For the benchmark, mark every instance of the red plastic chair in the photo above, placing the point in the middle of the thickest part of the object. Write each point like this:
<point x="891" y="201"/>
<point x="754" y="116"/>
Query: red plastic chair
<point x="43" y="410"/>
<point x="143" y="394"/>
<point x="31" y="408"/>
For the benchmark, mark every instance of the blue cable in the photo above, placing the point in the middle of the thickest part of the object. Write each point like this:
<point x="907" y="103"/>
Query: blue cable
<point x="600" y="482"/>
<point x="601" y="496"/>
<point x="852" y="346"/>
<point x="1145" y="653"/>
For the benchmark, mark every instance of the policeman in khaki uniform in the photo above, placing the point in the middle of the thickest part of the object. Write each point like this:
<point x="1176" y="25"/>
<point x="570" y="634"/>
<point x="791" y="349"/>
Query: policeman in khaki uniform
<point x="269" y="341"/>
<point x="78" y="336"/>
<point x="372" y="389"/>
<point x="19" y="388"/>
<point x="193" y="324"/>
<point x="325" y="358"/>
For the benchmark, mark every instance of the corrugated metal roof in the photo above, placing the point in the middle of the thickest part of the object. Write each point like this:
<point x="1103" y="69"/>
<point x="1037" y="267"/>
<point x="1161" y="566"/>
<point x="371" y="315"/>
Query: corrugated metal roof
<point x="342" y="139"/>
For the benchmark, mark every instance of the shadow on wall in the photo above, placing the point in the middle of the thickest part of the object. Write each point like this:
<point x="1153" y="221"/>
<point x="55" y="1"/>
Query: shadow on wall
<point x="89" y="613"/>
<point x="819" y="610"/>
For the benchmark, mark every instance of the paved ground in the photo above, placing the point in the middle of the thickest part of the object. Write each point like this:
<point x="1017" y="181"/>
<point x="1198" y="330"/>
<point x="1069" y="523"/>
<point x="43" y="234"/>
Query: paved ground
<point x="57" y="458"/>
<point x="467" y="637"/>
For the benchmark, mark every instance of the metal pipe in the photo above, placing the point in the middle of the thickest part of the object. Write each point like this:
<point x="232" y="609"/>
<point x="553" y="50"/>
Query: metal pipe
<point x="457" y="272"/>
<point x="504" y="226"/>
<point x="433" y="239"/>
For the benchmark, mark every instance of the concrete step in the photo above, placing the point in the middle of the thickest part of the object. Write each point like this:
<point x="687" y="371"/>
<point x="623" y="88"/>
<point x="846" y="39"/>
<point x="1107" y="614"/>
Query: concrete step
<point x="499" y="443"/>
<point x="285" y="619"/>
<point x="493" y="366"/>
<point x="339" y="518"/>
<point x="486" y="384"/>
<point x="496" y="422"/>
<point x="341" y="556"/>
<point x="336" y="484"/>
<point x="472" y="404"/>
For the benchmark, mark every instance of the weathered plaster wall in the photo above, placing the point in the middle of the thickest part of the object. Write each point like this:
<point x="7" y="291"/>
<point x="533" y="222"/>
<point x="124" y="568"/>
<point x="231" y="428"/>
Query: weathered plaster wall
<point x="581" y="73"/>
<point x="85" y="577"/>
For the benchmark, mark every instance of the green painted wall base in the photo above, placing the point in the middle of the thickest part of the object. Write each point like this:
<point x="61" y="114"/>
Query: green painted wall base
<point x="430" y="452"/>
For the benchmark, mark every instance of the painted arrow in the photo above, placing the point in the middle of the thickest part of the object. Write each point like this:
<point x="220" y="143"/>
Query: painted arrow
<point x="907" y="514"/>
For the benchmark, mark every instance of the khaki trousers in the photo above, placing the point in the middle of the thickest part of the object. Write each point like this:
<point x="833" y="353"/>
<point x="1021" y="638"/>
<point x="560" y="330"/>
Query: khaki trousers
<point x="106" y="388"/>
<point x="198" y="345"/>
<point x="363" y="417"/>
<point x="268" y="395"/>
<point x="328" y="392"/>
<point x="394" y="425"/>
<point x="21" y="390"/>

○ ○ ○ ○ ○ ○ ○

Do this:
Reproduce all of the material above line for line, without changing anything.

Problem solution:
For the benchmark, mark every instance of the red plastic chair in the photo above, placing the point in the middle of the thickest part of the object. Write each point like this:
<point x="891" y="201"/>
<point x="754" y="116"/>
Query: red plastic chair
<point x="43" y="410"/>
<point x="143" y="394"/>
<point x="31" y="408"/>
For the benchmark, mark every instance of the blue cable in the photo above, placing the point in the middle of the thickest part of the object. Write each point like this:
<point x="907" y="103"/>
Query: blue cable
<point x="600" y="482"/>
<point x="601" y="496"/>
<point x="852" y="346"/>
<point x="1145" y="653"/>
For the benchmark, mark every instance of the policeman in khaki uniform in the photo above, placing the point in the middle of the thickest part of the object. Write each point like this:
<point x="1176" y="25"/>
<point x="570" y="634"/>
<point x="791" y="349"/>
Query: policeman in khaki uniform
<point x="269" y="341"/>
<point x="78" y="336"/>
<point x="372" y="389"/>
<point x="19" y="388"/>
<point x="193" y="324"/>
<point x="325" y="358"/>
For the benchmark, mark every instance of the corrugated metal roof in the photo above, placing the point in the middle of the thickest part of the object. Write each point like this:
<point x="1103" y="69"/>
<point x="1037" y="267"/>
<point x="1161" y="566"/>
<point x="371" y="315"/>
Query: corrugated metal roof
<point x="342" y="139"/>
For the benchmark, mark every instance of the shadow on wall in the photo above, placing the point in the middle of the thickest part of the object. Write each point like this:
<point x="1153" y="221"/>
<point x="55" y="1"/>
Query: shadow on wall
<point x="89" y="613"/>
<point x="819" y="610"/>
For the benchmark, mark every instance of the paved ground in the photo above, placing the point in the middle of the thickest part of the object. Write each point like this:
<point x="1017" y="181"/>
<point x="1198" y="330"/>
<point x="1069" y="523"/>
<point x="43" y="234"/>
Query: paved ground
<point x="57" y="458"/>
<point x="467" y="637"/>
For the benchmark, mark every instance of the metal pipe in the photo above, placing the point in the middle of the thickest part of the object. Write each point like this:
<point x="232" y="609"/>
<point x="553" y="50"/>
Query: metal pipe
<point x="457" y="272"/>
<point x="504" y="226"/>
<point x="433" y="239"/>
For the benchmark, mark every instance of the concrete step in the photo above, placing the point in the middle of the thickest part of the object. Write each point like this:
<point x="687" y="371"/>
<point x="623" y="88"/>
<point x="846" y="39"/>
<point x="1107" y="614"/>
Query: concrete step
<point x="499" y="443"/>
<point x="285" y="619"/>
<point x="493" y="366"/>
<point x="339" y="518"/>
<point x="486" y="384"/>
<point x="496" y="422"/>
<point x="341" y="556"/>
<point x="336" y="484"/>
<point x="472" y="404"/>
For the benchmark, mark every instance of the weathered plaster wall in the photo above, placing the point in the middle of the thickest part of the object. Write each point like this:
<point x="7" y="291"/>
<point x="533" y="222"/>
<point x="124" y="568"/>
<point x="231" y="428"/>
Query: weathered plaster wall
<point x="581" y="73"/>
<point x="85" y="577"/>
For the benchmark, mark every instance of the green painted wall base in the photo above, placing the point in the middle of the thickest part of the object. Write each point like this:
<point x="61" y="114"/>
Query: green painted wall base
<point x="430" y="452"/>
For the benchmark, mark every instance of the painted arrow in the photo above, placing the point in the middle of the thickest part of the object. Write each point like this:
<point x="220" y="143"/>
Query: painted arrow
<point x="907" y="514"/>
For the benchmark, mark every instance of the khaki trousers in the photo above, placing the point in the middle of the thickest part of the object. Write each point like this:
<point x="833" y="353"/>
<point x="1021" y="638"/>
<point x="560" y="330"/>
Query: khaki trousers
<point x="106" y="388"/>
<point x="198" y="345"/>
<point x="363" y="417"/>
<point x="268" y="395"/>
<point x="328" y="392"/>
<point x="394" y="425"/>
<point x="21" y="390"/>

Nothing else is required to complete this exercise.